> Exercise prompt
Copy out every line of the material below that contains the word "Outlines". Case counts.

> Provided entries

━━━━━━━━━━━━━━━━

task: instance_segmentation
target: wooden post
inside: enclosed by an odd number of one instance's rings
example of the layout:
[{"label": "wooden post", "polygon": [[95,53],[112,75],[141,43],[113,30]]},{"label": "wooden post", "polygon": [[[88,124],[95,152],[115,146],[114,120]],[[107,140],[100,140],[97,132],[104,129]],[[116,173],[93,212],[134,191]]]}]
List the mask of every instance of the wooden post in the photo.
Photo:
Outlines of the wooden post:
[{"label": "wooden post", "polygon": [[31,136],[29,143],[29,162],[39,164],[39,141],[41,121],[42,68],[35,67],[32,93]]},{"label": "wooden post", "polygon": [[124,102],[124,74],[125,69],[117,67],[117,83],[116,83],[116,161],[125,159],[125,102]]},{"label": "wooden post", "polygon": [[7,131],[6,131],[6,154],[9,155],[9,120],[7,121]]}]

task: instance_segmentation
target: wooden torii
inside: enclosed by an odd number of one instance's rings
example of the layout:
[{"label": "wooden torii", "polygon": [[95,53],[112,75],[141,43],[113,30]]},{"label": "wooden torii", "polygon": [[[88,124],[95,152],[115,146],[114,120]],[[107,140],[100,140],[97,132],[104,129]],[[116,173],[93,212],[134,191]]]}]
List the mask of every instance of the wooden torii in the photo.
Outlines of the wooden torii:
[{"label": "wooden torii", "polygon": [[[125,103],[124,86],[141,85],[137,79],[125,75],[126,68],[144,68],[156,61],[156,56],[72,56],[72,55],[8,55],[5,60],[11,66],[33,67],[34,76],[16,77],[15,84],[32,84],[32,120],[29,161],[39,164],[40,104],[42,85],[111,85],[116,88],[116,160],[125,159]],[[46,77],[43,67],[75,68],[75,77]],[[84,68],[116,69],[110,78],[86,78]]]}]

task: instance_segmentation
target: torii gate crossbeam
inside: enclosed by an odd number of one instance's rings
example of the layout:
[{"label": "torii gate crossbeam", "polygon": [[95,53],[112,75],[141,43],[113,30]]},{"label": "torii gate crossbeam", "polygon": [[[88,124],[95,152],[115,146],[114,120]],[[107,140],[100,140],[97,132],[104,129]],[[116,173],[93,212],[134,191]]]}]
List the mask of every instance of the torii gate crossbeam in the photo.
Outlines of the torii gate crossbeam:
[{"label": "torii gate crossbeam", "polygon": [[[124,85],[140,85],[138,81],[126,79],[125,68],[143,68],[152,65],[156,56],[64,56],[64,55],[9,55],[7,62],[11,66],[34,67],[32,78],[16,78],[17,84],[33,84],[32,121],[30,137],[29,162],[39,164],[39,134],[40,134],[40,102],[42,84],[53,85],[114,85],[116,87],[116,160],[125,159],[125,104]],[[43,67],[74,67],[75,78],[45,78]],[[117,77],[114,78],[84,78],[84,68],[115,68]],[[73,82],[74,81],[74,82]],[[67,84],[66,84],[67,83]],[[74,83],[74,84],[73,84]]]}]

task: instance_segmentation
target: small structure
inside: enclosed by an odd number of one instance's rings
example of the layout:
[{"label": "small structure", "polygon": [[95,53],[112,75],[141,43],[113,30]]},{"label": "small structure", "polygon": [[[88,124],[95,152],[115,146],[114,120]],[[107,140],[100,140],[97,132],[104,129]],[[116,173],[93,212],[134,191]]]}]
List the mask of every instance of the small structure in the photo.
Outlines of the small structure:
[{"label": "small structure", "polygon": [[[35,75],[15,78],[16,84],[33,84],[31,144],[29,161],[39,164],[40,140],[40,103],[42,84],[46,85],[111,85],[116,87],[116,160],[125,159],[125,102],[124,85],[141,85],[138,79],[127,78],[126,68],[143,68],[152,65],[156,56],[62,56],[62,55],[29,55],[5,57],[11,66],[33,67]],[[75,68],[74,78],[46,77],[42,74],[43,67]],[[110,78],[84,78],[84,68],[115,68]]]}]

━━━━━━━━━━━━━━━━

> Reply to the task
Outlines of the wooden post:
Outlines of the wooden torii:
Outlines of the torii gate crossbeam:
Outlines of the small structure:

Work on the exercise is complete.